··· RECORD EXTRACTS

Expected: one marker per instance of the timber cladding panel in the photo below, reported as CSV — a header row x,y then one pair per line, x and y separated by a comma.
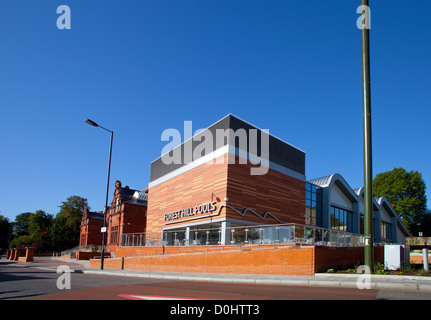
x,y
203,184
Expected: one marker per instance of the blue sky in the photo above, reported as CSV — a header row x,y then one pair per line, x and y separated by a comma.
x,y
139,67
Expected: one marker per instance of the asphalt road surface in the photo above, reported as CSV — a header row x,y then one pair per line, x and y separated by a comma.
x,y
40,281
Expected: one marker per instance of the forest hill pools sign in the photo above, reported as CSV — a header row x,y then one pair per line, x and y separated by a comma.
x,y
191,212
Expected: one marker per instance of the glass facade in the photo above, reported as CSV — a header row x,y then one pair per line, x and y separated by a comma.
x,y
313,205
341,219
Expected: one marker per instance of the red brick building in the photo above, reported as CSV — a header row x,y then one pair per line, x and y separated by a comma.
x,y
126,214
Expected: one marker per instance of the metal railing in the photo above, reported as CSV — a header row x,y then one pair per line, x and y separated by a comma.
x,y
262,234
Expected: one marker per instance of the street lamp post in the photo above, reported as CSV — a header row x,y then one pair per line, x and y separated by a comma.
x,y
94,124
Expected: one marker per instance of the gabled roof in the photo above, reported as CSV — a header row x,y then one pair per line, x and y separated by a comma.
x,y
336,178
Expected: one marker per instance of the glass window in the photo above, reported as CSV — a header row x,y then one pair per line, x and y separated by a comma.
x,y
313,205
341,219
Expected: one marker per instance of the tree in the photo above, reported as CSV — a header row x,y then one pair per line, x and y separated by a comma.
x,y
405,191
20,226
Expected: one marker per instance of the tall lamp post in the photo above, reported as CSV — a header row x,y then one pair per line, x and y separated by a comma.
x,y
368,174
94,124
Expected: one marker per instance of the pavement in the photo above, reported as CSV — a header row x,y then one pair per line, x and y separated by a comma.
x,y
361,281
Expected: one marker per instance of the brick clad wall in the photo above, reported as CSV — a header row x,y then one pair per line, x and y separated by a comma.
x,y
285,260
342,258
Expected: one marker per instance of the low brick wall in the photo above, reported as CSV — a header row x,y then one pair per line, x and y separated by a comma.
x,y
282,260
343,257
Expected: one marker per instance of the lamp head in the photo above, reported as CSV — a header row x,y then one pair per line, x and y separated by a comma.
x,y
90,122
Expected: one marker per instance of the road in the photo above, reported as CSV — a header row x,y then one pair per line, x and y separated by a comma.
x,y
39,280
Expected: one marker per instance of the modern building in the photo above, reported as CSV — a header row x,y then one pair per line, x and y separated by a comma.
x,y
233,174
239,175
331,203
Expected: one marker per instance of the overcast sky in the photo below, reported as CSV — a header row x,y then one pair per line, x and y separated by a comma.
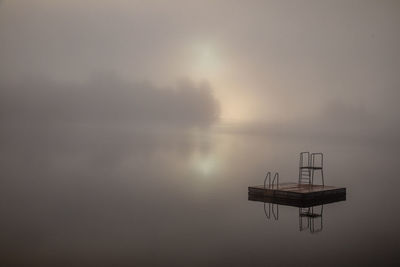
x,y
270,61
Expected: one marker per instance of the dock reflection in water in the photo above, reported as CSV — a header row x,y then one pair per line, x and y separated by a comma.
x,y
310,216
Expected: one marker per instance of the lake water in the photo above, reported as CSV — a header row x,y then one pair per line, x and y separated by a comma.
x,y
106,196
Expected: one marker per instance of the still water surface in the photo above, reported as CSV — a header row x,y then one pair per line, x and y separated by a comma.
x,y
104,196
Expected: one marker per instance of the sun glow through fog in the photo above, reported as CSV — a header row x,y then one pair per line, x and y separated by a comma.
x,y
208,61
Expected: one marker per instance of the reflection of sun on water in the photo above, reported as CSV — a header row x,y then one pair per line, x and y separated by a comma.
x,y
204,164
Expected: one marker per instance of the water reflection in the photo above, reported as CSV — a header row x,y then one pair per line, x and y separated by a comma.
x,y
310,217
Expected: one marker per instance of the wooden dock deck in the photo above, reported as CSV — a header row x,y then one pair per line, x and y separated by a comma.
x,y
300,195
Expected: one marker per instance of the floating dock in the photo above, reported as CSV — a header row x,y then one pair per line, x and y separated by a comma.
x,y
299,195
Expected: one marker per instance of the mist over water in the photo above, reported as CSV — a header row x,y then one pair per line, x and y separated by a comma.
x,y
100,195
131,130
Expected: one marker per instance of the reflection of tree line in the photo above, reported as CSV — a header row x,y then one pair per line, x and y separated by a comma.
x,y
310,218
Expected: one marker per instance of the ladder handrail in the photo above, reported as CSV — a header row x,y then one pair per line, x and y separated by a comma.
x,y
266,177
276,176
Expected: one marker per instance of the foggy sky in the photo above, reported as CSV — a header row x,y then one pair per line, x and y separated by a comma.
x,y
283,62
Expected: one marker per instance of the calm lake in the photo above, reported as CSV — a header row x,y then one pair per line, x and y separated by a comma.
x,y
115,196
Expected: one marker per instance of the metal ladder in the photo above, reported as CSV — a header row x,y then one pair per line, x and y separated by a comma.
x,y
308,164
268,177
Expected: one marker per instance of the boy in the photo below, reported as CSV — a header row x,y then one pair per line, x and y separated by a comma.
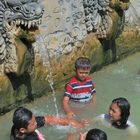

······

◆ YOUR GOAL
Return the whole listing word for word. Pictures stay out of it.

◆ RESULT OF THE EXERCISE
Expected: one marker per instance of the timber cladding panel in the photo below, reported as CSV — a header row x,y then one pair per line, x and y separated by a comma.
x,y
203,184
Expected: one marker per instance of the blue sky in the photo above, reported as CSV — a header row x,y then one pair per line, x and y separated by a comma.
x,y
139,67
Expected: one marker per instance of the asphalt road surface in the photo above, reported as CSV — a header row x,y then one pair per line, x and y separated by a comma.
x,y
40,281
Expected: one marker per instance of the forest hill pools sign in the photo above, reported as CSV — a header row x,y then one pair per line, x and y separated by a comma.
x,y
191,212
Expected: one marker per instance of the glass facade in the photo above, reported as CSV — a header row x,y then one pair per line, x and y separated by a comma.
x,y
313,205
341,219
Expected: one marker per instance of the red brick building in the photo above, reported as CSV — a header row x,y then one pair per line, x and y separated by a comma.
x,y
126,214
Expected: one marker per instance of the metal railing in the photo above, reported as CSV — a header row x,y then one pair per line, x and y separated by a comma.
x,y
262,234
Expected: one marker per instance of the street lamp post in the photo above, reported as CSV — a header row x,y then one pair per line, x and y separated by a comma.
x,y
94,124
Expected: one marker per instance of the gabled roof in the photo above, reported as CSV — a header row x,y then one pair per line, x and y separated by a comma.
x,y
336,178
Expected: one marker per instance of the glass window in the photo above, reported as CSV — a header row x,y then one pair per line, x and y separated by a comma.
x,y
313,205
341,219
Expected: one marker per instance of the tree in the photo above, reported as CSV — a header row x,y then one pair per line, x and y separated by a comma.
x,y
405,191
20,226
Expected: one marker per instance of the tall lamp post in the photo above, reported as CSV — a header row x,y then one pair per line, x and y separated by a comma.
x,y
368,174
94,124
Expected: one marker per instance of the pavement in the photo above, reported as CSV — a header row x,y then one pair per line, x and y separated by a comma.
x,y
361,281
Expected: one marker per instance of the brick clad wall in the photo above, reported as CSV — a header row x,y then one pair per line, x and y separated by a comma.
x,y
285,260
342,258
Expected: one marker per instance of the low brick wall in the photo above, reported as CSV — a header row x,y then one pair per line, x and y separated by a comma.
x,y
282,260
343,257
Expected: one marker per instance of the lamp head in the photo above, reported as CSV — a header row x,y then one pair per line, x and y separated by a comma.
x,y
90,122
Expected: one marker per instance of the road in the photo above, reported as CSV — a header row x,y then one pair per line, x and y separated by a comma.
x,y
39,280
Expected: one marker per instance of the modern building in the photo above, reported as CSV — a header row x,y then one pair per line, x and y separated by a comma.
x,y
233,174
239,175
331,203
Expected: one marker per instance of the overcast sky in the photo below, reported as CSV — a header row x,y then one pair per line, x and y separated by a comma.
x,y
270,61
Expected: one marker per instance of the dock reflection in water in the photo above, reported as CSV — a header row x,y then one pair per line, x and y separated by a comma.
x,y
310,216
Expected: one marker per instance of the lake water in the photo above, reported as CSV — a header row x,y then one pair per line, x and y separated by a comma.
x,y
106,196
Expected: one marker per instance of the still water surface in the photo above, reported as CSV — a header row x,y then one pair per line, x and y separated by a comma.
x,y
104,196
Expected: one marker per instance of the sun glow through fog in the photo above, reported as CSV — a header row x,y then one pair per line, x and y separated by a comma.
x,y
208,61
Expected: one marker per instance of the reflection of sun on water in the photo above, reported as CSV — a header row x,y then one pair per line, x and y separated by a comma.
x,y
204,164
Expected: one marker per instance of the water reflection in the photo above, reported as CSV — a header row x,y then one pair per line, x and y separated by a comma.
x,y
310,217
Expected: one marker per instance of the wooden dock deck in the photo above, reported as CSV — a header row x,y then one pair per line, x and y separated by a comma.
x,y
300,195
Expected: one marker per instance of the floating dock in the photo above, reported as CSV — a header row x,y then one pair per line, x and y separated by a comma.
x,y
299,195
Expected: one marker per instance of the mist over water in the photo above, reported as CSV — a header row x,y then one pair per line, x and y separated by a comma.
x,y
100,195
131,130
Expected: one marker per instance of the reflection of tree line in the photo above, reported as CSV — a header row x,y then one pair per line, x and y separated by a comma.
x,y
310,218
Expected: one marker per instance of the ladder handrail in the photo above, reported as CSV — a header row x,y then one pair per line, x and y separated by a comma.
x,y
266,177
276,176
Expected: one marker per instance of the foggy sky in the photo above, reported as CSV — a header row x,y then one pair per line, x and y separated by a comma.
x,y
283,62
Expected: one marker per instance of the calm lake in the photo above, reported as CSV — a header row x,y then one pair per line, x and y separated by a comma.
x,y
115,196
Expected: one marker per instance of the metal ladder in the photo above, reported as CSV — a header row x,y then one pair per line, x and y separated by a comma.
x,y
308,164
268,177
Expected: one marker per instance of the boy in the photo below, reported as CSV — a header row x,y then one pair per line, x and y separated by a comma.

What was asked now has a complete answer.